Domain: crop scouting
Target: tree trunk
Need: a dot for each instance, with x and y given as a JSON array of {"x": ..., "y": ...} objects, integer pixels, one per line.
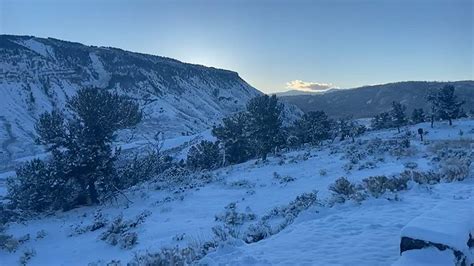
[{"x": 93, "y": 195}]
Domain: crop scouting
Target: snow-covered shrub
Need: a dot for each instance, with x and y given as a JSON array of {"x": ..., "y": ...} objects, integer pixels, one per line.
[
  {"x": 81, "y": 167},
  {"x": 175, "y": 175},
  {"x": 323, "y": 172},
  {"x": 423, "y": 178},
  {"x": 8, "y": 242},
  {"x": 367, "y": 165},
  {"x": 242, "y": 183},
  {"x": 41, "y": 234},
  {"x": 283, "y": 179},
  {"x": 118, "y": 232},
  {"x": 395, "y": 184},
  {"x": 455, "y": 169},
  {"x": 164, "y": 257},
  {"x": 37, "y": 188},
  {"x": 26, "y": 256},
  {"x": 175, "y": 256},
  {"x": 343, "y": 189},
  {"x": 142, "y": 168},
  {"x": 375, "y": 185},
  {"x": 257, "y": 232},
  {"x": 402, "y": 147},
  {"x": 233, "y": 218},
  {"x": 204, "y": 155},
  {"x": 410, "y": 165},
  {"x": 99, "y": 222},
  {"x": 279, "y": 218}
]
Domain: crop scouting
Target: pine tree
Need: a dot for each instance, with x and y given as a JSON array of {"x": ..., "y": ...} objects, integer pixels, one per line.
[
  {"x": 418, "y": 116},
  {"x": 265, "y": 123},
  {"x": 399, "y": 118},
  {"x": 234, "y": 138},
  {"x": 204, "y": 155},
  {"x": 313, "y": 127},
  {"x": 381, "y": 121},
  {"x": 445, "y": 104},
  {"x": 82, "y": 158}
]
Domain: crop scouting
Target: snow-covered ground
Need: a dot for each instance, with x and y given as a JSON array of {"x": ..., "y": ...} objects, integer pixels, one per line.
[{"x": 351, "y": 233}]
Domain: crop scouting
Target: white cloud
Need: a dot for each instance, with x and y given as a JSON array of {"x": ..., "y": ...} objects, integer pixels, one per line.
[{"x": 308, "y": 86}]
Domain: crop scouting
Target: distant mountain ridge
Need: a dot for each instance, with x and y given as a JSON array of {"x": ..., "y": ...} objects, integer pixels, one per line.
[
  {"x": 38, "y": 74},
  {"x": 368, "y": 101}
]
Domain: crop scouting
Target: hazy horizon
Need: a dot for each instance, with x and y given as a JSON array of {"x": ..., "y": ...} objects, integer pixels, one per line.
[{"x": 306, "y": 45}]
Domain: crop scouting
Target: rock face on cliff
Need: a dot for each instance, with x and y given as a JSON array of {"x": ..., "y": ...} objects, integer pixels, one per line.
[{"x": 38, "y": 74}]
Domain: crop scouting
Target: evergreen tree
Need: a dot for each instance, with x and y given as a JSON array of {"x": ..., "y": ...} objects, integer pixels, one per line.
[
  {"x": 381, "y": 121},
  {"x": 234, "y": 138},
  {"x": 399, "y": 118},
  {"x": 418, "y": 116},
  {"x": 313, "y": 127},
  {"x": 446, "y": 105},
  {"x": 204, "y": 155},
  {"x": 264, "y": 125},
  {"x": 82, "y": 158},
  {"x": 349, "y": 128}
]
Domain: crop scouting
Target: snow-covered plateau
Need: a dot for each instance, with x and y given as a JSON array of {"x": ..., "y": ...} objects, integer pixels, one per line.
[{"x": 280, "y": 211}]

......

# WRITTEN EXERCISE
An exact transcription of all the entries is required, without the pictures.

# ANSWER TO THIS PROBLEM
Domain: crop scouting
Target: tree trunk
Need: a dot for each instance, with x and y given as a JSON array of {"x": ..., "y": ...} objects, integer pixels, one per line.
[{"x": 93, "y": 195}]
Domain: crop scouting
Target: snow-covered shrub
Need: a dot for each instance, with x and y given as a JSON array of {"x": ..., "y": ...} objects, integer pixels, one per line.
[
  {"x": 81, "y": 167},
  {"x": 175, "y": 175},
  {"x": 323, "y": 172},
  {"x": 423, "y": 178},
  {"x": 8, "y": 242},
  {"x": 367, "y": 165},
  {"x": 242, "y": 183},
  {"x": 41, "y": 234},
  {"x": 283, "y": 179},
  {"x": 118, "y": 232},
  {"x": 395, "y": 184},
  {"x": 455, "y": 169},
  {"x": 164, "y": 257},
  {"x": 37, "y": 188},
  {"x": 26, "y": 256},
  {"x": 175, "y": 256},
  {"x": 343, "y": 189},
  {"x": 142, "y": 168},
  {"x": 375, "y": 185},
  {"x": 257, "y": 232},
  {"x": 402, "y": 147},
  {"x": 233, "y": 218},
  {"x": 204, "y": 155},
  {"x": 410, "y": 165},
  {"x": 99, "y": 222},
  {"x": 279, "y": 218}
]
Domain: crop scouting
Target: pine tree
Need: a dot for each instance, with x and y given as a JSON array of {"x": ..., "y": ...} objects, integer pixels, one per line.
[
  {"x": 418, "y": 116},
  {"x": 265, "y": 123},
  {"x": 399, "y": 118},
  {"x": 234, "y": 138},
  {"x": 204, "y": 155},
  {"x": 313, "y": 127},
  {"x": 381, "y": 121},
  {"x": 445, "y": 104},
  {"x": 82, "y": 158}
]
Domain: crop scouting
Target: snow-covered ground
Need: a dot for each instance, with x and y given as a JSON array of {"x": ..., "y": ...} objects, integer pixels, one per line.
[{"x": 351, "y": 233}]
Domain: crop scouting
Target: white cloud
Need: a dot for each instance, with x and y given as a JSON array of {"x": ..., "y": ...} objects, integer pixels, one per line.
[{"x": 308, "y": 86}]
Domain: crop scouting
Target: distant mountain ridge
Need: a dot for each instance, with x and y given as a JSON array of {"x": ..., "y": ...} objects, integer pixels, one per line.
[
  {"x": 38, "y": 74},
  {"x": 368, "y": 101}
]
Domain: crop scouting
Target: hazy horizon
Need: a dot for each instance, with x and y given as a JSON array of {"x": ..., "y": ...} objects, integer pixels, one per line.
[{"x": 306, "y": 45}]
Domain: crop scouting
Target: rock face on cliff
Need: a dot for each instance, with x and y given as a JSON array of {"x": ..., "y": ...} objects, integer pixels, one per line.
[{"x": 38, "y": 74}]
Domain: crop scouting
Target: evergreen tree
Need: a dot for each instance, with x and y given as a JSON array of {"x": ..., "y": ...} objects, integer pixels, one per line.
[
  {"x": 381, "y": 121},
  {"x": 234, "y": 138},
  {"x": 399, "y": 118},
  {"x": 418, "y": 116},
  {"x": 313, "y": 127},
  {"x": 446, "y": 105},
  {"x": 204, "y": 155},
  {"x": 264, "y": 125},
  {"x": 82, "y": 158},
  {"x": 349, "y": 128}
]
Domain: crop scouting
Target: snow-covered plateau
Need: a dot for each instance, with x and y given as a JSON array of {"x": ..., "y": ...} objects, integer pixels, one per line.
[{"x": 280, "y": 211}]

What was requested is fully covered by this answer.